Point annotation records
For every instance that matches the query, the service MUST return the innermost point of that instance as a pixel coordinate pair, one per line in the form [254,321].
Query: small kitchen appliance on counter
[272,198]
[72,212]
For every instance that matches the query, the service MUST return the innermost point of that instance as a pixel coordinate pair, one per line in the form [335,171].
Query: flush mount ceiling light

YOUR OBJECTIVE: Rewrite the material above with "central point" in place of every occurrence of "innermost point", changing nothing else.

OUTPUT BELOW:
For every instance that matches the query, the service MUST return the central point of that instance as a pixel coordinate pair, one per line in the form [254,321].
Query: small kitchen appliance on counter
[272,198]
[72,212]
For every instance that matches the query, the service MUST return the central point of that instance as a pixel coordinate pair, one per line in the form [335,171].
Query: flush mount ceiling light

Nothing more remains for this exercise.